* Ação necessária 1 *
Por favor, redigite o trecho do texto sobre o STJ e a pandemia entre "Esse foi um" e "e interesses coletivos.", inclusive.
* Ação necessária 2 *
De acordo com o texto sobre o STJ e a pandemia, qual decreto o deputado sustentou ser ilegal?
* Ação necessária 3 *
Indique se cada afirmação concorda com o texto sobre o STJ e a pandemia, respondendo sim ou não e citando literalmente as palavras do texto que decidem: (a) O habeas corpus foi impetrado pelo deputado estadual Alexandre Teixeira de Freitas. (b) Os questionamentos sobre o isolamento social são exclusivos do Brasil. (c) O governador Wilson Witzel foi apontado como autoridade coatora.

As normas de distanciamento social adotadas pelos governos estaduais e municipais no combate à pandemia do novo coronavírus motivaram grande número de ações na Justiça, muitas delas invocando a garantia constitucional do direito de ir e vir ou questionando a competência das administrações locais para a instituição das medidas restritivas.


Esse foi um conflito dos mais presentes nas decisões do Superior Tribunal de Justiça (STJ) relacionadas à Covid-19 durante o primeiro ano da crise sanitária, ao lado dos processos em que se discutia a possibilidade de flexibilização de prisões diante do risco de infecção nos estabelecimentos penais – tema da reportagem especial do último domingo (14).


Os questionamentos sobre o isolamento social e seus impactos na economia e nos dados epidemiológicos não são exclusivos do Brasil, constituindo pauta frequente no mundo todo, e não foram poucas as vezes em que coube ao Judiciário a última palavra sobre essa tensão entre direitos individuais e interesses coletivos.


Além desses casos, o STJ enfrentou, no ano da pandemia, controvérsias relacionadas a planos de saúde, preços de medicamentos, uso de recursos públicos e até prescrição de drogas sem comprovação científica para o tratamento da doença. 


No dia 13 de abril, o ministro Jorge Mussi indeferiu habeas corpus impetrado pelo deputado estadual Alexandre Teixeira de Freitas (Novo) em favor de todos os cidadãos que fossem flagrados transitando pelas vias públicas e praias do estado do Rio de Janeiro.


O parlamentar pretendia que os agentes públicos fossem impedidos de abordar, deter ou processar as pessoas encontradas circulando nesses espaços e que não estivessem contaminadas pelo novo coronavírus.


No habeas corpus, foi apontado como autoridade coatora o governador Wilson Witzel (atualmente afastado). O deputado alegou que Witzel não tinha poderes para suprimir coercitivamente o direito de ir e vir dos cidadãos fluminenses, e que o isolamento social de pessoas saudáveis deveria ser opcional. Ele sustentou a ilegalidade do Decreto Estadual 47.006/2020 , que suspendeu a execução de uma série de atividades no estado em razão da pandemia da Covid-19.


Ao indeferir o pedido, Jorge Mussi afirmou que, de acordo com a jurisprudência do STJ e do Supremo Tribunal Federal (STF), não é cabível a impetração de habeas corpus contra ato normativo em tese – no caso, o Decreto 47.006/2020, questionado pelo deputado.

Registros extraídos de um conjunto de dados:

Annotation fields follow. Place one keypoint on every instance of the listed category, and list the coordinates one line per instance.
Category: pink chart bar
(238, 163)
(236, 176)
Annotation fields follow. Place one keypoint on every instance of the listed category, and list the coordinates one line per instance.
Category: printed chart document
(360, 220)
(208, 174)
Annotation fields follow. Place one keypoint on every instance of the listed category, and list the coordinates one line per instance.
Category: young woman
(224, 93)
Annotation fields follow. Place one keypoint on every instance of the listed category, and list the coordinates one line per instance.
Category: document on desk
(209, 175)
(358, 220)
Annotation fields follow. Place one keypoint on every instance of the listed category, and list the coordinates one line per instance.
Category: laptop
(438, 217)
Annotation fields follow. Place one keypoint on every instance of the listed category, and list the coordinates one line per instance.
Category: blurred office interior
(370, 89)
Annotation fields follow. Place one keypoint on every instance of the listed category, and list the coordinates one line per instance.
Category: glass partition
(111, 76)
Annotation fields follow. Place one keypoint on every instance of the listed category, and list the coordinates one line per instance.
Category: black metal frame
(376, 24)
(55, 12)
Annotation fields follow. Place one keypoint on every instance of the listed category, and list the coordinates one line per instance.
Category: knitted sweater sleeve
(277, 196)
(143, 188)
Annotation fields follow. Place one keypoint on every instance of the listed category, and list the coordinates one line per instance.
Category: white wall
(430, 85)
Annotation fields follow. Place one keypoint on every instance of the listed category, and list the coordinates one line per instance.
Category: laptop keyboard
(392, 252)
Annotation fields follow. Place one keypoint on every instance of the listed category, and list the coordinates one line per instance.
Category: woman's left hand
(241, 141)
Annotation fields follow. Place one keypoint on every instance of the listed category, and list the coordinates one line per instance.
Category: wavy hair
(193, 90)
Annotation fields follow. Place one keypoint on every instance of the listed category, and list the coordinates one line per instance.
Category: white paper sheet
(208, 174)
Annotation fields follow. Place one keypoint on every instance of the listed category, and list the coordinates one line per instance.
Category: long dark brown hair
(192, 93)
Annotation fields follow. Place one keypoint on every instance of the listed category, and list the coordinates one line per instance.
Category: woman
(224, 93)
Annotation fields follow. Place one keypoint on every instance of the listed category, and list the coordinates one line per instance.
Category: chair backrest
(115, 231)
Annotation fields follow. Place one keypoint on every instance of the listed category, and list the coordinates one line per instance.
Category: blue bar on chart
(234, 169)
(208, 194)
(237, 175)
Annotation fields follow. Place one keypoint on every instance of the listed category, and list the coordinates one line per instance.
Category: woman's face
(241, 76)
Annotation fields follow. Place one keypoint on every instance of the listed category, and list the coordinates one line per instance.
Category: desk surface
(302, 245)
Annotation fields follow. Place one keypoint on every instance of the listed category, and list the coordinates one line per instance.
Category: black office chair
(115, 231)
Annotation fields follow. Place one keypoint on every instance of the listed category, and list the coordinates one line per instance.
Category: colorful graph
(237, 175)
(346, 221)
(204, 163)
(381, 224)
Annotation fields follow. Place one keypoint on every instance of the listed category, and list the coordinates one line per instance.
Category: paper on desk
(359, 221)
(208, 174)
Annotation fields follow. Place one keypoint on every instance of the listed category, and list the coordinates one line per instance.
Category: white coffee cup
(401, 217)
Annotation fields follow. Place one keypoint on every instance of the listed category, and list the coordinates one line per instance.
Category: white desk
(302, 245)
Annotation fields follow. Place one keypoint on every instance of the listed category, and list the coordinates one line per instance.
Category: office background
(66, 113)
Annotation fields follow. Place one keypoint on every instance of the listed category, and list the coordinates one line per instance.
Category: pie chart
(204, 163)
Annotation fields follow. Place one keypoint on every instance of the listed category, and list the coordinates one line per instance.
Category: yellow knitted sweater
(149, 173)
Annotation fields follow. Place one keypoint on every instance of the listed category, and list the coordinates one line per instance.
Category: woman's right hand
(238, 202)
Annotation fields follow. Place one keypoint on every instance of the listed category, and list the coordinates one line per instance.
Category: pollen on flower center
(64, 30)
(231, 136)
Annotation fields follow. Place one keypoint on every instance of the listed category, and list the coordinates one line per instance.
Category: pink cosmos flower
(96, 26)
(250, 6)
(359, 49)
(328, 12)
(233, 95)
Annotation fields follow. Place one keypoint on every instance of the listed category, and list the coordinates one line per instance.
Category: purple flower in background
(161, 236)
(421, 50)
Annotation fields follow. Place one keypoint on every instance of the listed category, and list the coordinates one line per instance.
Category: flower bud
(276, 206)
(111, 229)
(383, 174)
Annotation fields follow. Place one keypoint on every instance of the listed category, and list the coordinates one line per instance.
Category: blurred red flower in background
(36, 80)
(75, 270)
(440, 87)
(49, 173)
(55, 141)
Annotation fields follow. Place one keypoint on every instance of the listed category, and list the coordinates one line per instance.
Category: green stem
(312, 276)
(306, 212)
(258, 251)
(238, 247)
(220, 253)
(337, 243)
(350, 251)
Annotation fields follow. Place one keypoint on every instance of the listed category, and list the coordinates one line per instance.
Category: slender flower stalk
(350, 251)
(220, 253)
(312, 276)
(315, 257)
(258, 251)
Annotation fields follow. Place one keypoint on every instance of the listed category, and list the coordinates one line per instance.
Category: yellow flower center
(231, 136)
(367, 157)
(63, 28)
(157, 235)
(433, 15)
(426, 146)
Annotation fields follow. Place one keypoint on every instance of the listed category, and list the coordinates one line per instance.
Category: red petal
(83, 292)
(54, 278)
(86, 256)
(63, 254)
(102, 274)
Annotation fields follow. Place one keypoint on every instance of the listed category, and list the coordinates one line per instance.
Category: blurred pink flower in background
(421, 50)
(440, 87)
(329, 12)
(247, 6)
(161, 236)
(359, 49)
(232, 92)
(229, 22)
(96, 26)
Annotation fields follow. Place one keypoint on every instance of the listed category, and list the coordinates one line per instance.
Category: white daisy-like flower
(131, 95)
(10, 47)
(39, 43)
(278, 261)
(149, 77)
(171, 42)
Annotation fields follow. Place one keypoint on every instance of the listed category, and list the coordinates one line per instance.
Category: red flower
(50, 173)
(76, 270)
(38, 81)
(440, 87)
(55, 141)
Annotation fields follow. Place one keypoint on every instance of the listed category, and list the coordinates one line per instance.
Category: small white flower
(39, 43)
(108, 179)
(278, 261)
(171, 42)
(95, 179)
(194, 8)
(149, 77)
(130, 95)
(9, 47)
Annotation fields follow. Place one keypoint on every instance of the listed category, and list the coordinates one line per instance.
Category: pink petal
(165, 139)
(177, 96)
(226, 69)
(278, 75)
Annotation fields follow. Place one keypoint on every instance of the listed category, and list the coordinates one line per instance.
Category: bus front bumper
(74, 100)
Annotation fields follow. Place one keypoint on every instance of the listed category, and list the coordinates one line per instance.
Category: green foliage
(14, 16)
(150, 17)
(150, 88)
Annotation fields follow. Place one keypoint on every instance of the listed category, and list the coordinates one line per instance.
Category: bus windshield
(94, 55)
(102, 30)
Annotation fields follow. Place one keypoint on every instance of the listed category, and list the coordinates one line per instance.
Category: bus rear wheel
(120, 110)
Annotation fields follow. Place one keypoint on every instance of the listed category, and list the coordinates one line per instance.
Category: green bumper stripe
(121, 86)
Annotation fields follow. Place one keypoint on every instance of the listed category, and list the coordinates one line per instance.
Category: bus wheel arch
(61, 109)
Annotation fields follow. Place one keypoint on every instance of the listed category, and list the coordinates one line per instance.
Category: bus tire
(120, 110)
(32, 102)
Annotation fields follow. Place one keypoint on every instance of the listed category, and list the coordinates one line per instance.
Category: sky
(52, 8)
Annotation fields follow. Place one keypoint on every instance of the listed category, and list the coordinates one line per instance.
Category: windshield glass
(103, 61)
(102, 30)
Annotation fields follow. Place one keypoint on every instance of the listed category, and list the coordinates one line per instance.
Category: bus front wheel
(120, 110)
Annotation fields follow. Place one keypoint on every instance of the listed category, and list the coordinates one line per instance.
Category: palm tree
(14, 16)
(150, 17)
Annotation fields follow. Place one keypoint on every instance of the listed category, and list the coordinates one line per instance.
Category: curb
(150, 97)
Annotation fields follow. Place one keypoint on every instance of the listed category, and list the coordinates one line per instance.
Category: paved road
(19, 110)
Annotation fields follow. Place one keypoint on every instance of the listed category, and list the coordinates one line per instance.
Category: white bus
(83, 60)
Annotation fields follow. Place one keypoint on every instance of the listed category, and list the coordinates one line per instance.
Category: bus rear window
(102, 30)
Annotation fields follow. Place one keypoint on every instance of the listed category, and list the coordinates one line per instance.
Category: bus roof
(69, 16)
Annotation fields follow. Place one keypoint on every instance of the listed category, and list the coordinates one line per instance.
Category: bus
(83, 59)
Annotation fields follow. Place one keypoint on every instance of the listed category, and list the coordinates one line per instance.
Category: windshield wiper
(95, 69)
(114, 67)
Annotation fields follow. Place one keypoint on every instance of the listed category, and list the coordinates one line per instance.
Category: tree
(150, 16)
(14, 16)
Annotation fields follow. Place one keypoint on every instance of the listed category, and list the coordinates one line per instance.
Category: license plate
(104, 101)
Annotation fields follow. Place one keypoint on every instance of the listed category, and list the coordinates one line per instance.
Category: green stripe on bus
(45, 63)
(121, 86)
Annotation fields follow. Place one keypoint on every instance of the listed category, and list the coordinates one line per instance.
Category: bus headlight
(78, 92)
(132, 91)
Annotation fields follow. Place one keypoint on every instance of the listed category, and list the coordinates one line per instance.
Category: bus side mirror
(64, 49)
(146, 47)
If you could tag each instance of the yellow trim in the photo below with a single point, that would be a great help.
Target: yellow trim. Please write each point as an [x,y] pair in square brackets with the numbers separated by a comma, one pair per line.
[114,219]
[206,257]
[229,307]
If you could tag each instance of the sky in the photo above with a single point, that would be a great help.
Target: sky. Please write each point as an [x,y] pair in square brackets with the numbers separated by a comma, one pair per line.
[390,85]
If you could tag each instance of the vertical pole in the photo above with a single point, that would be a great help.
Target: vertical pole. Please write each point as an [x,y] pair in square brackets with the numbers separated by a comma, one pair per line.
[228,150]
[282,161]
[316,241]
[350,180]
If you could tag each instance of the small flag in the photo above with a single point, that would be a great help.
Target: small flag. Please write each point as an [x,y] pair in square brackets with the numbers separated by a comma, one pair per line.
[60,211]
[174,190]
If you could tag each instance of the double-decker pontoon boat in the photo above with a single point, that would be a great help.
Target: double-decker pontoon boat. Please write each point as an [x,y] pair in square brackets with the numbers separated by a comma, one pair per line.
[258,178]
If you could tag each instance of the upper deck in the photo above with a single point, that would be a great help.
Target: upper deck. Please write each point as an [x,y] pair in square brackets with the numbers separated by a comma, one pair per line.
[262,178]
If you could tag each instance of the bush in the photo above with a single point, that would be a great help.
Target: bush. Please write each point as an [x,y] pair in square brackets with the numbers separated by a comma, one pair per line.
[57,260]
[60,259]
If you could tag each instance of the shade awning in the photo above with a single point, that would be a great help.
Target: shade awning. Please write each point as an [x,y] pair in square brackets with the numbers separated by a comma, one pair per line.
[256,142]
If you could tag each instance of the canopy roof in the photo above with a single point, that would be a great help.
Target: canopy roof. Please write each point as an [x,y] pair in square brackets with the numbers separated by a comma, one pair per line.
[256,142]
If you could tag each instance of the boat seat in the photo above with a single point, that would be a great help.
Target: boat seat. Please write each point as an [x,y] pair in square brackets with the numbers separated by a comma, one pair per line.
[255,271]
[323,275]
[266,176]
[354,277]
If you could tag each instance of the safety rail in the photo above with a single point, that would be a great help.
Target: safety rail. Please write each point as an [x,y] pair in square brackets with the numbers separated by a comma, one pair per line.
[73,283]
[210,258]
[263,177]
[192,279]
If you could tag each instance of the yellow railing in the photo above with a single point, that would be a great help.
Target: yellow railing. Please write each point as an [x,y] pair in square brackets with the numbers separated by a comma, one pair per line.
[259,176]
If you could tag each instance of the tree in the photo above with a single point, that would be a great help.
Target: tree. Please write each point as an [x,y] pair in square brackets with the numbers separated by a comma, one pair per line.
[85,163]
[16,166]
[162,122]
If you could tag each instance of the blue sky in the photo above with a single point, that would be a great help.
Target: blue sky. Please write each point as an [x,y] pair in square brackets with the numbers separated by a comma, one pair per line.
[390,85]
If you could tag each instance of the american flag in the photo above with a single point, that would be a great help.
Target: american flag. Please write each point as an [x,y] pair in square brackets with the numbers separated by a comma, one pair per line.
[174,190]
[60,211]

* Resposta 1 *
Esse foi um conflito dos mais presentes nas decisões do Superior Tribunal de Justiça (STJ) relacionadas à Covid-19 durante o primeiro ano da crise sanitária, ao lado dos processos em que se discutia a possibilidade de flexibilização de prisões diante do risco de infecção nos estabelecimentos penais – tema da reportagem especial do último domingo (14).


Os questionamentos sobre o isolamento social e seus impactos na economia e nos dados epidemiológicos não são exclusivos do Brasil, constituindo pauta frequente no mundo todo, e não foram poucas as vezes em que coube ao Judiciário a última palavra sobre essa tensão entre direitos individuais e interesses coletivos.

* Resposta 2 *
O Decreto Estadual 47.006/2020.

* Resposta 3 *
(a) Sim: "o ministro Jorge Mussi indeferiu habeas corpus impetrado pelo deputado estadual Alexandre Teixeira de Freitas (Novo)"
(b) Não: "não são exclusivos do Brasil"
(c) Sim: "foi apontado como autoridade coatora o governador Wilson Witzel"